Information given:
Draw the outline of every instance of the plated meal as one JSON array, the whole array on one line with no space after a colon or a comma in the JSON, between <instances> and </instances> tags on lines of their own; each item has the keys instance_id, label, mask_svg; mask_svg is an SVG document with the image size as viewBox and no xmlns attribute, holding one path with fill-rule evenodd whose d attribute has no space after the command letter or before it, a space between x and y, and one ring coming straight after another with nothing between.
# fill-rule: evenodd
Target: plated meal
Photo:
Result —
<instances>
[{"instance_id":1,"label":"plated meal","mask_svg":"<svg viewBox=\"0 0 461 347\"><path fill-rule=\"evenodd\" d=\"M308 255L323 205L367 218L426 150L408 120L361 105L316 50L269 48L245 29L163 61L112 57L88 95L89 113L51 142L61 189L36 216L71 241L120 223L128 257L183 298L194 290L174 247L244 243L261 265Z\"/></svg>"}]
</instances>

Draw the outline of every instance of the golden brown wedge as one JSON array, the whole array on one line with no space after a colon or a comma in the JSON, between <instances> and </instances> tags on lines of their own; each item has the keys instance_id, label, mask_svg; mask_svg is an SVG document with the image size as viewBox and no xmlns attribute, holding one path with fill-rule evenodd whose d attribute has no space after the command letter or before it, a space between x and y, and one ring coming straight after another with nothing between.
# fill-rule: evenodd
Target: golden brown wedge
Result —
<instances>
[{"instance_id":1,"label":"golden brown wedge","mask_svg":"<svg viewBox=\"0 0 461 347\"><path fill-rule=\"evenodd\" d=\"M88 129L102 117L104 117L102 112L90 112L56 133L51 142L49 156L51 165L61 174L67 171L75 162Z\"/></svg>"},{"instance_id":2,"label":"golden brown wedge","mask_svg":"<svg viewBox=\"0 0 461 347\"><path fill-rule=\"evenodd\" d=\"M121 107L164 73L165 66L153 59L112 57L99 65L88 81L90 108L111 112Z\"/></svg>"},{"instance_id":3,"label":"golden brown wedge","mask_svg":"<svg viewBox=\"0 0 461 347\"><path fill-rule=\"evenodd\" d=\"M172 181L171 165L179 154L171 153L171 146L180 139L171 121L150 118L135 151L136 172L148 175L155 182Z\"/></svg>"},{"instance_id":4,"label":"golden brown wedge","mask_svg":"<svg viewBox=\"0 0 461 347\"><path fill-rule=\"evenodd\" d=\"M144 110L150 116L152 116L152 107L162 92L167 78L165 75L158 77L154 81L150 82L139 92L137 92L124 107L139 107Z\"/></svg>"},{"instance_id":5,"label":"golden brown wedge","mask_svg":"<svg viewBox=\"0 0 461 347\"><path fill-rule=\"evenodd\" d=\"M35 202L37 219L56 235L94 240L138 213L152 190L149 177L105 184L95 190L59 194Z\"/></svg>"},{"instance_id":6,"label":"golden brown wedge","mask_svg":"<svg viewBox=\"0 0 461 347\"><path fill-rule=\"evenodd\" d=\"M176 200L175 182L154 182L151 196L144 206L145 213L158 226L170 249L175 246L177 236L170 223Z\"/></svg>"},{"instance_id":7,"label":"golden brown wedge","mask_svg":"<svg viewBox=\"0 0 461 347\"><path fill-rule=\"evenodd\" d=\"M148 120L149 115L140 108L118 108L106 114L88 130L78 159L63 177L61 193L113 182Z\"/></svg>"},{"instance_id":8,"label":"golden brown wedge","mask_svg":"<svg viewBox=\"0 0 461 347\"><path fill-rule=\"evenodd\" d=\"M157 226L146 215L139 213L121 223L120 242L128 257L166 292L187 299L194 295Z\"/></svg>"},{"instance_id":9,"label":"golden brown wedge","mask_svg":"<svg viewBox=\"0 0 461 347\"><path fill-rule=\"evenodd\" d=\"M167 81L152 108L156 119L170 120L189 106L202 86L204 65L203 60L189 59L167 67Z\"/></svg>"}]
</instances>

Your objective:
Pick out every line in the entries above that contains the string "Target", and copy each one in full.

Task output:
Target: plated meal
Target: golden brown wedge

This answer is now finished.